Problem requirements
Within the entries below, find each line containing the word "instance" and copy it.

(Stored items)
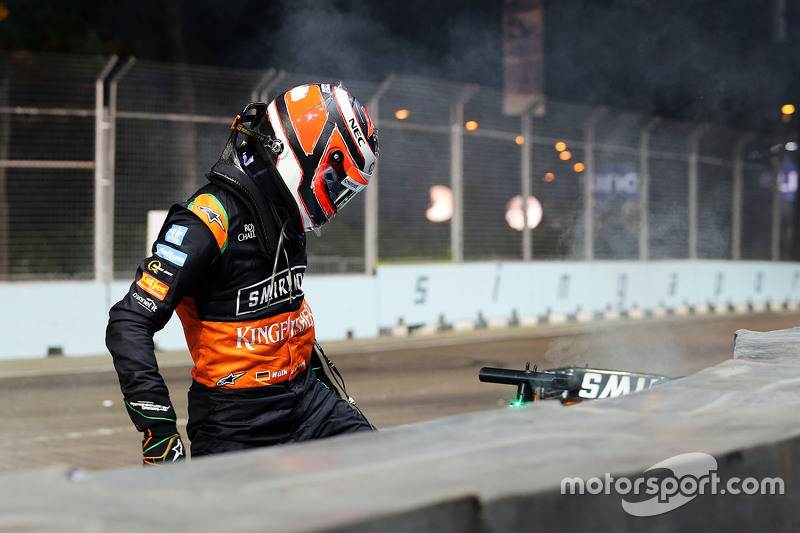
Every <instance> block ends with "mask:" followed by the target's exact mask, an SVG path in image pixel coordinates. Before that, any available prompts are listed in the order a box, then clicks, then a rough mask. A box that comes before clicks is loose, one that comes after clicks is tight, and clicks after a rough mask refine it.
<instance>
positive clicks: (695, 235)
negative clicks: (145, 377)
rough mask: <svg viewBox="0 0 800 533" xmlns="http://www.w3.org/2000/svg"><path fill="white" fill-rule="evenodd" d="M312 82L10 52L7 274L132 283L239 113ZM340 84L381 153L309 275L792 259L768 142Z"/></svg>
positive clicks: (4, 230)
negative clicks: (251, 107)
mask: <svg viewBox="0 0 800 533" xmlns="http://www.w3.org/2000/svg"><path fill="white" fill-rule="evenodd" d="M320 80H322V81H324V80H330V78H329V77H326V76H319V75H314V74H312V75H301V74H296V73H288V72H283V71H279V72H278V71H274V70H264V71H260V70H242V69H235V70H234V69H222V68H208V67H196V66H186V65H174V64H164V63H155V62H147V61H134V60H132V59H129V60H119V59H117V58H115V57H114V58H106V57H75V56H48V55H39V54H36V55H32V54H2V55H0V280H29V279H37V280H38V279H63V278H70V279H100V280H108V279H112V278H113V277H119V278H127V277H129V276H130V275H131V272H132V271H133V269H134V268H135V267H136V265H137V264H138V262H139V261H140V259H141V258H142V257H143V254H144V253H145V252H146V250H147V248H148V243H147V233H146V230H147V228H146V221H147V214H148V212H149V211H152V210H165V209H168V208H169V206H170V205H171V204H172V203H174V202H176V201H182V200H185V199H186V197H187V196H188V195H189V194H190V193H191V192H192V191H193V190H195V189H196V188H197V187H199V186H200V185H202V184H203V183H204V182H205V173H206V172H207V171H208V169H209V168H210V166H211V165H212V164H213V163H214V162H215V161H216V159H217V157H218V156H219V153H220V151H221V149H222V147H223V146H224V143H225V141H226V139H227V136H228V126H229V124H230V123H231V121H232V119H233V117H234V116H235V114H236V113H237V112H238V111H239V110H241V108H242V107H243V106H244V105H245V104H246V103H248V102H250V101H253V100H266V101H268V100H270V99H271V98H273V97H275V96H276V95H277V94H279V93H281V92H283V91H285V90H287V89H289V88H291V87H293V86H295V85H299V84H302V83H307V82H309V81H320ZM344 82H345V84H346V85H347V86H348V88H349V89H350V90H351V91H352V92H353V93H354V94H355V95H356V96H357V97H358V98H359V100H361V102H362V103H364V104H365V105H367V107H368V109H369V110H370V112H371V114H372V115H373V119H374V121H375V122H376V124H377V126H378V129H379V135H380V159H379V165H378V169H377V175H376V177H375V178H374V179H373V183H371V184H370V186H369V187H368V188H367V190H366V192H365V193H362V194H361V195H359V196H358V197H356V199H354V200H353V201H352V202H351V203H350V204H349V205H348V207H347V208H346V209H344V210H343V211H342V212H341V213H340V214H339V215H338V216H337V218H336V220H335V221H334V222H333V223H331V224H328V225H326V226H325V227H324V228H323V237H322V238H320V239H318V238H316V237H314V236H311V237H310V238H309V263H310V268H309V271H310V272H313V273H316V274H321V273H332V272H370V271H372V269H373V268H374V267H375V265H377V264H380V263H396V262H420V261H477V260H547V259H574V260H592V259H621V260H646V259H666V258H670V259H676V258H678V259H680V258H703V259H712V258H718V259H733V260H739V259H773V260H777V259H781V258H783V257H785V256H786V255H787V252H788V247H789V244H790V242H791V231H792V226H793V222H792V220H793V210H792V209H793V197H794V194H795V189H796V176H797V173H796V167H793V166H792V167H791V168H789V169H788V170H787V168H788V167H786V165H785V164H784V165H783V166H781V165H780V164H778V163H777V162H776V160H775V157H774V154H771V153H770V152H769V148H770V145H771V144H772V143H770V139H766V138H764V137H763V135H762V136H759V135H758V134H755V133H748V132H741V131H730V130H723V129H720V128H717V127H714V126H710V125H705V124H695V123H677V122H670V121H666V120H660V119H658V118H657V117H652V116H644V115H639V114H636V113H631V112H627V111H620V110H613V109H606V108H597V107H588V106H584V105H576V104H571V103H566V102H559V101H547V102H546V105H540V106H538V107H537V108H535V109H532V110H531V112H530V113H528V114H525V115H523V116H521V117H520V116H507V115H504V114H503V111H502V103H503V94H502V91H501V90H499V89H494V88H487V87H481V86H473V85H463V84H454V83H449V82H444V81H441V80H435V79H430V78H419V77H410V76H392V77H390V78H389V79H387V80H385V81H383V82H381V83H374V82H364V81H359V80H344ZM791 171H793V172H794V182H792V181H791V180H786V181H785V182H784V181H782V179H783V177H785V176H788V175H789V174H790V173H791ZM526 198H527V199H528V200H527V202H526V201H525V200H524V199H526Z"/></svg>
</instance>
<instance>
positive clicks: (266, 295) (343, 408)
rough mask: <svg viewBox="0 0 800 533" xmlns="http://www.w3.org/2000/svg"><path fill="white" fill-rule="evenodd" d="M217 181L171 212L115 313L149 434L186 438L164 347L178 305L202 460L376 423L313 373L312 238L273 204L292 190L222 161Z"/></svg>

Exercise answer
Every <instance> block ends with "mask:" followed by the target's exact mask, an SVG path in image pixel coordinates. Before that, any available prompts are listed in the order a box, then clicks, then a rough mask. A box that comes before clicks is loose, one that comes after clicks is tight, and clicks after a rough mask refine it.
<instance>
</instance>
<instance>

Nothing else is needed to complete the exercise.